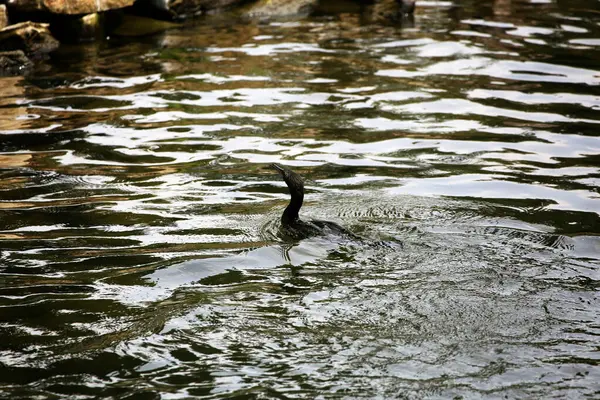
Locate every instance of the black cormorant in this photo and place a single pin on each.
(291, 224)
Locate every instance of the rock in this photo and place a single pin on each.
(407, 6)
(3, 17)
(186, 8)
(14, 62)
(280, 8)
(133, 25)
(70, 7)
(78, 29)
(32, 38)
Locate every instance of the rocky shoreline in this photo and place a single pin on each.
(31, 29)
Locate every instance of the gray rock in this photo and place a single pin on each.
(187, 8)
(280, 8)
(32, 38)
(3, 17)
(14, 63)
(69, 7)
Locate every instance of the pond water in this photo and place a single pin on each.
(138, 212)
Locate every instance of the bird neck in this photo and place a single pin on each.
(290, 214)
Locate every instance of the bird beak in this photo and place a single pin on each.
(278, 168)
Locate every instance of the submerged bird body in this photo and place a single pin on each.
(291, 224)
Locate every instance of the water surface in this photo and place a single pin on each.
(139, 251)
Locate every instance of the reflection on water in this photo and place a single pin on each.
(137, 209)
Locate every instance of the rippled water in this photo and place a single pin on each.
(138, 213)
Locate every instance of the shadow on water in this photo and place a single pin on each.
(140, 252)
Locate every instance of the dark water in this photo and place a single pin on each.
--------------------------------
• [Instructions for the task] Extract every line from the one containing "Locate every instance of the rock in" to the end of the entries, including both of those lines, exactly as given and with nothing added.

• [Response to this task]
Locate every instance of the rock in this photo and place a single pin on each.
(407, 6)
(3, 17)
(186, 8)
(14, 62)
(280, 8)
(133, 25)
(70, 7)
(78, 29)
(32, 38)
Locate every instance of the rocky shoreline in this photo and place a single pin on each.
(31, 29)
Locate every instance of the gray rock in this photo and place a single pin on each.
(187, 8)
(280, 8)
(32, 38)
(3, 17)
(14, 63)
(69, 7)
Locate every instance of the pond water in this photo and place a single pin on each.
(138, 212)
Locate every instance of the bird neck in this photo and place a single pin on each.
(290, 214)
Locate every instance of the bird beak in this photo and place a single pin on each.
(278, 168)
Locate every instance of the submerged bird body in this photo and place a single pin on each.
(291, 224)
Locate every instance of the water surface in this photo and place a single pin on each.
(139, 251)
Locate every instance of the reflection on water in this photo and place a single pin on each.
(137, 209)
Locate every instance of the rippled water in this photo and place a single pin on each.
(138, 213)
Locate every instance of the shadow on water in this photo and place a single pin on each.
(140, 252)
Locate every instance of the dark water in this photo and place a single pin on each.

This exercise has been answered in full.